### Your objective
Copy exactly the stretch of data below from the line with "find woman's nose" through the line with "find woman's left", including both of those lines.

### Records for this exercise

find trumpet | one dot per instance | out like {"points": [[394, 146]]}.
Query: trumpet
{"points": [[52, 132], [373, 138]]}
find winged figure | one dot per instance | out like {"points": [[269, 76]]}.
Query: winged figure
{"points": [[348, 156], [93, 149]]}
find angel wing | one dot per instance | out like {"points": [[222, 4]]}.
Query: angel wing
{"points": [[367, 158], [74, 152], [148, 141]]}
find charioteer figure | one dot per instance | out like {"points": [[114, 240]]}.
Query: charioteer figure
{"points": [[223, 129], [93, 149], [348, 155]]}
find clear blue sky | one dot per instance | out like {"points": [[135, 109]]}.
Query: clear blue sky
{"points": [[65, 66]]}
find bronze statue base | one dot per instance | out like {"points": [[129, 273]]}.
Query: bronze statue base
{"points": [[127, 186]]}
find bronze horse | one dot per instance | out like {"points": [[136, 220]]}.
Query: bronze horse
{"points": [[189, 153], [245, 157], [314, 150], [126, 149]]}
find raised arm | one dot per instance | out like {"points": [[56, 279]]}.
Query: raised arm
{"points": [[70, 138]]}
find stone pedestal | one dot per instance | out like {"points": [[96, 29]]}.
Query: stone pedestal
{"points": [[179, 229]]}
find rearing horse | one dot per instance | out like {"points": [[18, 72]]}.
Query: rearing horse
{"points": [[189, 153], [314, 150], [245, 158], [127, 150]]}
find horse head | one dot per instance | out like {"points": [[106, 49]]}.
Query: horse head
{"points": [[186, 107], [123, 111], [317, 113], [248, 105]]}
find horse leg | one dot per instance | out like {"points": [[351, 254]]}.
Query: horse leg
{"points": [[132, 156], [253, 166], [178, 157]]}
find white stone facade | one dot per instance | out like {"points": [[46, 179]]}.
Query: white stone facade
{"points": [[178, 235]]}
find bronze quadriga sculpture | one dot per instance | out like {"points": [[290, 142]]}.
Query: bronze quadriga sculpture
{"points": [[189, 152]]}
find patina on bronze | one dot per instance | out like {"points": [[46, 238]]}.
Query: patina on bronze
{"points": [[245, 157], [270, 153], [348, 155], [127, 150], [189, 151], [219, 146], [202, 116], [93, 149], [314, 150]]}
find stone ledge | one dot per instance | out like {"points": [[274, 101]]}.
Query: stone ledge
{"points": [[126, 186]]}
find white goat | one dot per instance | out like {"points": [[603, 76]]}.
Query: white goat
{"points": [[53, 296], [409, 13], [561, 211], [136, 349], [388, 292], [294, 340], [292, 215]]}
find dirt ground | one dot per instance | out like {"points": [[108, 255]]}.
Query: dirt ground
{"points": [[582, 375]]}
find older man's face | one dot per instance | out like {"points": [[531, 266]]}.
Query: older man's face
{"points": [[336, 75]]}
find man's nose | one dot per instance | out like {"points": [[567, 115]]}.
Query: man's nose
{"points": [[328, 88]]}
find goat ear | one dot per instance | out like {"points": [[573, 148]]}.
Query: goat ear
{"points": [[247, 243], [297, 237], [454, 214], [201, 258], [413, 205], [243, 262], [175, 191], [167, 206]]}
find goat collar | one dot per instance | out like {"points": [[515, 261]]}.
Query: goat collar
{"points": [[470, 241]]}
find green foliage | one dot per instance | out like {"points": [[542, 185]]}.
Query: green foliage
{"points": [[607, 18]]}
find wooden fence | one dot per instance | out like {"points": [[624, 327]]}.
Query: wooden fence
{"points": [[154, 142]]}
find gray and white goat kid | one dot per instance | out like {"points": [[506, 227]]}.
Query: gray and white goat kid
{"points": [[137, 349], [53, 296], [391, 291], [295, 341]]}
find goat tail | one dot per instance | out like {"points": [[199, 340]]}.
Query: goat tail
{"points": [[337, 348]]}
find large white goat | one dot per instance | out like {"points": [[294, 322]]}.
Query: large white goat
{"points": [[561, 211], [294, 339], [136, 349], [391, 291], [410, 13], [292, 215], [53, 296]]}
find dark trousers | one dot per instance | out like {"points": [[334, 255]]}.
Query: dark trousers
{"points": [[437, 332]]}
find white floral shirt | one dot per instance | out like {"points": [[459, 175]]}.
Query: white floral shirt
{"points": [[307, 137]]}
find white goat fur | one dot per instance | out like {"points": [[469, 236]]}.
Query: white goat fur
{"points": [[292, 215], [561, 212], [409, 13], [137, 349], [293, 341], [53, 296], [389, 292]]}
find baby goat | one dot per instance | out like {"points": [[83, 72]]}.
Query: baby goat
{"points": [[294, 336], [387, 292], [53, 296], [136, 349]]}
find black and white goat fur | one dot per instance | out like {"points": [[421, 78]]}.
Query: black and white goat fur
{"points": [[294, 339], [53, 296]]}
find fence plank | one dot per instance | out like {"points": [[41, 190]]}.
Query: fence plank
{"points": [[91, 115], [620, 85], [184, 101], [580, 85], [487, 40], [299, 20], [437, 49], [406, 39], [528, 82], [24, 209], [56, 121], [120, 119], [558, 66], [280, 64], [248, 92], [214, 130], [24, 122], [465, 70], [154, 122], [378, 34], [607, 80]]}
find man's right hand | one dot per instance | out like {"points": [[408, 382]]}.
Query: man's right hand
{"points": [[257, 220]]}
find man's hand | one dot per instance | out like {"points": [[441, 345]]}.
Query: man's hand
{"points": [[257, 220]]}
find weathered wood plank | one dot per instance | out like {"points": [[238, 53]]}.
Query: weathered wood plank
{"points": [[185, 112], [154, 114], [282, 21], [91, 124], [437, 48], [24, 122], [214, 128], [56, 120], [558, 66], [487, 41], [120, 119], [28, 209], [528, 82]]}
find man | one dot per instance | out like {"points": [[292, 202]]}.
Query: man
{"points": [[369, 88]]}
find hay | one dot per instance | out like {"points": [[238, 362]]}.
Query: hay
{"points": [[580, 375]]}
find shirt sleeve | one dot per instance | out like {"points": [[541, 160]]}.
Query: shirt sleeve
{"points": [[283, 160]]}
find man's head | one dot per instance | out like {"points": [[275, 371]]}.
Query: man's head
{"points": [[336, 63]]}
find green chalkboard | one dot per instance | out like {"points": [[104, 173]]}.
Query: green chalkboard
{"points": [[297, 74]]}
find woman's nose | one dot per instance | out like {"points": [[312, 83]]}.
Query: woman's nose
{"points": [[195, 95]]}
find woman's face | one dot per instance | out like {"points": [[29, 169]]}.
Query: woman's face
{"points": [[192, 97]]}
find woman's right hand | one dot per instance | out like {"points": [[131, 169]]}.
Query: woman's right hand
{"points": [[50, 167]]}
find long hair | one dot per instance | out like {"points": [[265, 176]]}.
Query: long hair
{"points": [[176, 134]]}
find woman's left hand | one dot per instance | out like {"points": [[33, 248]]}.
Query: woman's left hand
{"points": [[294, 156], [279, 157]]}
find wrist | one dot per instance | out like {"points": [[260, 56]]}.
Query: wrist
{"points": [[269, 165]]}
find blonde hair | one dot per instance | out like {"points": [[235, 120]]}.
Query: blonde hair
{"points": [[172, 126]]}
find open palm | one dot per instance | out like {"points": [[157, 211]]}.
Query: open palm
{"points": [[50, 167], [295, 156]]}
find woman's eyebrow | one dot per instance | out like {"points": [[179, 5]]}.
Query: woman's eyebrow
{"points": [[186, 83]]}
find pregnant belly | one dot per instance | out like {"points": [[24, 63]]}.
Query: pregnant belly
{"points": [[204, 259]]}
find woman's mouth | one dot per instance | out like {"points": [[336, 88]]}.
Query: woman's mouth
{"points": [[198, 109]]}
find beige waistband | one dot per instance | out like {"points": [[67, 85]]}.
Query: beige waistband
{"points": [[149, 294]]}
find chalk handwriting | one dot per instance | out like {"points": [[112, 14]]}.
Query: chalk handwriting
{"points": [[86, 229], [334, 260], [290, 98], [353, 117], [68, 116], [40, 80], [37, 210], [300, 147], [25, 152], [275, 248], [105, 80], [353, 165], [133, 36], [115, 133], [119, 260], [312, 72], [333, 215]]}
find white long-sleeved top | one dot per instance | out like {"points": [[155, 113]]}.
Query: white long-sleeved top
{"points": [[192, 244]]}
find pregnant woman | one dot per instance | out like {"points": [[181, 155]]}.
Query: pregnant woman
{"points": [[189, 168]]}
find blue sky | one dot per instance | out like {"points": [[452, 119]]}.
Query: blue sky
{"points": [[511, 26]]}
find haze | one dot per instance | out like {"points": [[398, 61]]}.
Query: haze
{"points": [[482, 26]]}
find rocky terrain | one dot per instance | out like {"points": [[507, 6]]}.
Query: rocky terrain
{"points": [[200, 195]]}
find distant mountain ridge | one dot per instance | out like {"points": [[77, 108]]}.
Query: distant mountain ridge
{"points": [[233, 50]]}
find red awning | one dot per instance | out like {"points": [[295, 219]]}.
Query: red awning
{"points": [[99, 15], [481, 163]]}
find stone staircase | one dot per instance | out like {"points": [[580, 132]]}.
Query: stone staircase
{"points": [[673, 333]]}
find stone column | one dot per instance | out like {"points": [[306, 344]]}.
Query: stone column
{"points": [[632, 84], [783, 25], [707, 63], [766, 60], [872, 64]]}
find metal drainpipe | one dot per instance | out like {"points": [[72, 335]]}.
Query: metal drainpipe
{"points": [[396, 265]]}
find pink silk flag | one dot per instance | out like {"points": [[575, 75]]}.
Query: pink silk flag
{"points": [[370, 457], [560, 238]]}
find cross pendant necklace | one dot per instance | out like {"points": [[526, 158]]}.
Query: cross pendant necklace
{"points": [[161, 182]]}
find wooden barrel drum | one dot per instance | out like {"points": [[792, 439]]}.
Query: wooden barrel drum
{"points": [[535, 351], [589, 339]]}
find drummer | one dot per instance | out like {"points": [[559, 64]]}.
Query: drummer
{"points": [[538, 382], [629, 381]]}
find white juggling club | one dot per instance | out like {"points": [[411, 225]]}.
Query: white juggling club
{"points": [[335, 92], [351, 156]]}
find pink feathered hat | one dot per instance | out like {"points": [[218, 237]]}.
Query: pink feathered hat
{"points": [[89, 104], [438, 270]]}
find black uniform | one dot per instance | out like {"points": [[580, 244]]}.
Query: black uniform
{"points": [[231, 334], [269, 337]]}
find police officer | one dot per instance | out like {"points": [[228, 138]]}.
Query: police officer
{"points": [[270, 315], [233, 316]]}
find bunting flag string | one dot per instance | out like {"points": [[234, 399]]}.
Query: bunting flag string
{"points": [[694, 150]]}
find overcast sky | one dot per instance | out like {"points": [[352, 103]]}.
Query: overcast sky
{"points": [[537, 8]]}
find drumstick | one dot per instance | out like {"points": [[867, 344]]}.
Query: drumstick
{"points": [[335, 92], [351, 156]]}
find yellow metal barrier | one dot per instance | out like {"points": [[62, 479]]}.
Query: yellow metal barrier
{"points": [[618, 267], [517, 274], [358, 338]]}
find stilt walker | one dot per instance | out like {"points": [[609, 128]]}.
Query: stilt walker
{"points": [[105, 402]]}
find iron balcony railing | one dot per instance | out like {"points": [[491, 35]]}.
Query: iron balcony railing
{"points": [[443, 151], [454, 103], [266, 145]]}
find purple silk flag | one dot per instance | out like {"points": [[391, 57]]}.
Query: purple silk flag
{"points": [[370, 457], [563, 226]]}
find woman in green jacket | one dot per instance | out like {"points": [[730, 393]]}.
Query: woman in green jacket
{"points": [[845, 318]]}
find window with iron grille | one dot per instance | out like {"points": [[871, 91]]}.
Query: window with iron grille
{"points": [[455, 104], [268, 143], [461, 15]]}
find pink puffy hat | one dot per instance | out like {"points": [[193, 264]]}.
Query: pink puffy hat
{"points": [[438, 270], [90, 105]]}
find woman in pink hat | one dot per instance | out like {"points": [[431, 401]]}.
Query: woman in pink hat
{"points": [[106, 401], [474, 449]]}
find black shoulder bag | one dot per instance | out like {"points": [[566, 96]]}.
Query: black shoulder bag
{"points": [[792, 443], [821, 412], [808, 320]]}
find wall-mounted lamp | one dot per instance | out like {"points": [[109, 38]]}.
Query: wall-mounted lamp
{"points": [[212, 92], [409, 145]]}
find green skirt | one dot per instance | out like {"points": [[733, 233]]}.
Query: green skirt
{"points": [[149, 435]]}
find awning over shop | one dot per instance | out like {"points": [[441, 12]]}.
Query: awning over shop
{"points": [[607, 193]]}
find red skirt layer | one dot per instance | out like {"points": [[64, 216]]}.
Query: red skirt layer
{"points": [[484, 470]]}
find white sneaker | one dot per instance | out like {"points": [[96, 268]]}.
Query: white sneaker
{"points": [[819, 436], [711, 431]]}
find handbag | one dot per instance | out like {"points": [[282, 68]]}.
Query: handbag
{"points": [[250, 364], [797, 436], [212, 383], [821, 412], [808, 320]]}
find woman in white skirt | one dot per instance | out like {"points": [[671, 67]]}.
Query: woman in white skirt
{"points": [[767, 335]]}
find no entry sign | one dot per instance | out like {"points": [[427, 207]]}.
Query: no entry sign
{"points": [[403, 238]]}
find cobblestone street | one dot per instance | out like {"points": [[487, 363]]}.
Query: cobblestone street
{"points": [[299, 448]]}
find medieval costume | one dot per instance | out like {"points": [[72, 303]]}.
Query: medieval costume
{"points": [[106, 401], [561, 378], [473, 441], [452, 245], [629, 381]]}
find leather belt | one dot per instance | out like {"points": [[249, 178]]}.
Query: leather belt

### Answer to this task
find woman's nose | one dot per instance | out like {"points": [[312, 83]]}.
Query: woman's nose
{"points": [[195, 95]]}
find woman's face | one dot per instance | out like {"points": [[29, 169]]}.
Query: woman's face
{"points": [[192, 97]]}
find woman's right hand | one dot per instance | out like {"points": [[131, 169]]}.
Query: woman's right hand
{"points": [[50, 167]]}
find long hair | one dot per instance | out like {"points": [[265, 176]]}.
Query: long hair
{"points": [[176, 134]]}
find woman's left hand | one dot per instance | out like {"points": [[33, 248]]}.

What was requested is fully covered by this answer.